→ **TASK INSTRUCTIONS**
Carry on the essay about Frederick Goodall and the Calderon painting, starting right after its final sentence.

Modern art today, in its limitless forms of expression, peculiarly dominates the world of interior design even with antique furnishings, but for the Victorian, or Edwardian merchants with money to burn and social status to seek, elegant sufficiency was the order of the day. It was the name that mattered. George Frederick Goodall was an example of what they wanted to associate with and even today this artist decorates the homes of the rich and famous with the tasteful compositions,colourful subjects and exotic backgrounds that the Egyptologists had fascinated the world with as far back as the finds of Lord Carnarvon, not to mention David Roberts with his amazing drawings.

Goodall provided all of that they needed. His style of contribution to the art world was perhaps a mixture of commercial and academic polish which determined how long he was prepared to dedicate to his “products” and how many popular works and versions could be launched among gallery collectors and designers. Despite being much sought after by serious collectors who frown at anything that could be called loose and "not academic" in the strictest sense of the word ”, much of Goodall´s work fits the academic and decorative bill.

Goodall´s works carry him across the board of contemporary works of art – portraits – landscapes – religious narrative and street scenes, but the exotic backgrounds of those mysterious and haunting Oriental paintings made him rich and famous. His efforts, even today, get a guaranteed second glance but with price tags that drive decorators to prints and modern copies. Auction prices are high. His paintings, in the main, were designed to decorate with pleasing colours and soft lights. They were designed to enhance furniture and classical decorative fixtures in the heavily curtained parlours of his days. He was not merely fascinated by the scenic backdrops of Arabic culture, but recognized the impact of archeology on the general reading public. These setting often gave his biblical narrative,fitting frames to known legendary figures of the religious past

The Calderon Mystery.

But what has this got to do with a classical Royal Academy Keeper born in France of Spanish Stock and called Philip Calderon ? Simply, that at least one of his works has not only left a sense of bewilderment in the eyes of the art world, but appears to all intents and purposes to have got tangled up with that of our “Orientalist”, Frederick Goodall, without as much as leaving any clues as to how and why this could be. The enigma is still be solved. In 1885, The Royal Academy of Arts hanged what was hailed as an unusually different Calderon contribution. It was a large canvas titled “Ruth and Naomi” (since recent controversies the name has been changed to Boaz, Ruth and Naomi which makes it worse since none of the figures are aged. The dark servant could be Oprah.

The desert theme is well known in old testament literature and important in so far as the religious institutions trace the genealogy of Jesus to Ruth and her husband Boaz. One particularly well painted biblical anecdote refers to the request by a widowed Ruth of her aged mother in law (Naomi) to stay by her side – “where you go I will go”. The Calderon painting of “Ruth and Naomi” has been mistakenly attributed to a particular relationship beautifully rendered in scores of famous works of art. The exquisite presentation by many famous artists of the time bear no resemblance to the course approach, if indeed it were so, in the painting in question. Amazingly however, in this painting it is quite clear that the figure that so called Ruth is embracing so artificially, is a man. The Calderon exhibition declaration is that the painting is that of Ruth clinging amorously to her mother in law which led to the conclusion by many that it was the first indication of Lesbian love in biblical history. The conclusion led to varied and often aggressive claims against the painting and the artist but careful study of all versions on the market, many of which vary very little, indicate that this has nothing to do with that bible story because it does not fit descriptions of the people involved in any way. The tall figure the so called Ruth is embracing theatrically, looks nothing like an aged Naomi and more like a tall unamused man. The man is not happy at all and appears to be pushing her away with embarrassment . A demure figure carrying a ground mat watching from some distance away on the dirt track to the palm fringed hills, looks down nervously. This distant figure looks like a servant and in Calderon´s painting she is near black. In others monogrammed by Goodall (at least three and of the same period as that of Calderon, both the female figures are obviously white skinned. The mystery therefore conspires to tease and when dealing with a painting that causes discomfort in so many areas, it provokes explanations which curiously have never been given by the art world and least of all by the Walker Gallery in Liverpool which houses the “original” Calderon. The gallery only offers black and white photographs for some inexplicable reason which makes it all the more difficult to compare brushwork between them.

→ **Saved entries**
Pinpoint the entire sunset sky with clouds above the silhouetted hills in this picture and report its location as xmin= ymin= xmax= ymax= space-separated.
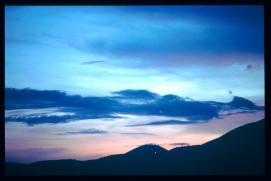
xmin=5 ymin=6 xmax=264 ymax=162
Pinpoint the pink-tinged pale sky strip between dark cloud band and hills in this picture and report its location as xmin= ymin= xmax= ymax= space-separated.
xmin=5 ymin=111 xmax=264 ymax=162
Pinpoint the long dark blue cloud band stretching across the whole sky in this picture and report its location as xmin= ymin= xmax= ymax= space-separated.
xmin=5 ymin=88 xmax=264 ymax=125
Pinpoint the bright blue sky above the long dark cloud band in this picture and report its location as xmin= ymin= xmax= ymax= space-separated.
xmin=5 ymin=6 xmax=264 ymax=102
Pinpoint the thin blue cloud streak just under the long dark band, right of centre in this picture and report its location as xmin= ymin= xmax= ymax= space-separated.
xmin=127 ymin=120 xmax=199 ymax=127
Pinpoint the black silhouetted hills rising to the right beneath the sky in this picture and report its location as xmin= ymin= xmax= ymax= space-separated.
xmin=5 ymin=120 xmax=265 ymax=175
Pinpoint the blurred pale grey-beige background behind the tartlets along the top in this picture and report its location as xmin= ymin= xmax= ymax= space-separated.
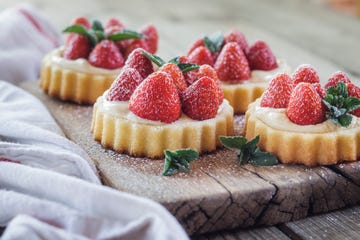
xmin=0 ymin=0 xmax=360 ymax=81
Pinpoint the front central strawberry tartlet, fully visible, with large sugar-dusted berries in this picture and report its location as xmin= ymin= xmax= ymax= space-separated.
xmin=91 ymin=50 xmax=234 ymax=158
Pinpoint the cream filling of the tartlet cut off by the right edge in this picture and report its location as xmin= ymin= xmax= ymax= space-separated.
xmin=250 ymin=99 xmax=360 ymax=133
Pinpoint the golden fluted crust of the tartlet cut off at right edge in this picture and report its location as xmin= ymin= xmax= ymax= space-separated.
xmin=243 ymin=101 xmax=360 ymax=166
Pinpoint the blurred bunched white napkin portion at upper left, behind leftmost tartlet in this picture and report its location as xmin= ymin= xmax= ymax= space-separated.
xmin=0 ymin=4 xmax=61 ymax=84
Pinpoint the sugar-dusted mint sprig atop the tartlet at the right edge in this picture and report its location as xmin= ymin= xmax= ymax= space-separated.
xmin=323 ymin=82 xmax=360 ymax=127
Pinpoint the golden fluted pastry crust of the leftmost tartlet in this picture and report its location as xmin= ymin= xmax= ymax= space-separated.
xmin=40 ymin=48 xmax=120 ymax=104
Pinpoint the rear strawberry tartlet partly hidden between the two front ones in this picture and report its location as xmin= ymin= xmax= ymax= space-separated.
xmin=187 ymin=30 xmax=290 ymax=114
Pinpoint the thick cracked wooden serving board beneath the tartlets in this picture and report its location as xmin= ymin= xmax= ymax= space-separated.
xmin=22 ymin=82 xmax=360 ymax=234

→ **TASK ANSWER**
Popular Bible interpretations

In the more popular bible stories, Ruth, we are told, had slept near Boaz in the cover of darkness, prompted by her mother in law, Naomi, who wished her a sound, protected future with a widowed “brother” of her late son and husband of Ruth. Ruth it appears could ethically lie at her brother-in-law´s feet while he slept, as a sign of offer and Boaz may well have not remembered what she looked like when he met her formally on his return trip to the area. The name which Calderon gave to his unsigned painting does not include Boaz but simply calls the composition Ruth and Naomi (her mother in law) The claim of the Calderon painting, is that it is another version of Ruth clinging to Naomi with an unknown in the background.- hence the Lesbian attribution and social furore.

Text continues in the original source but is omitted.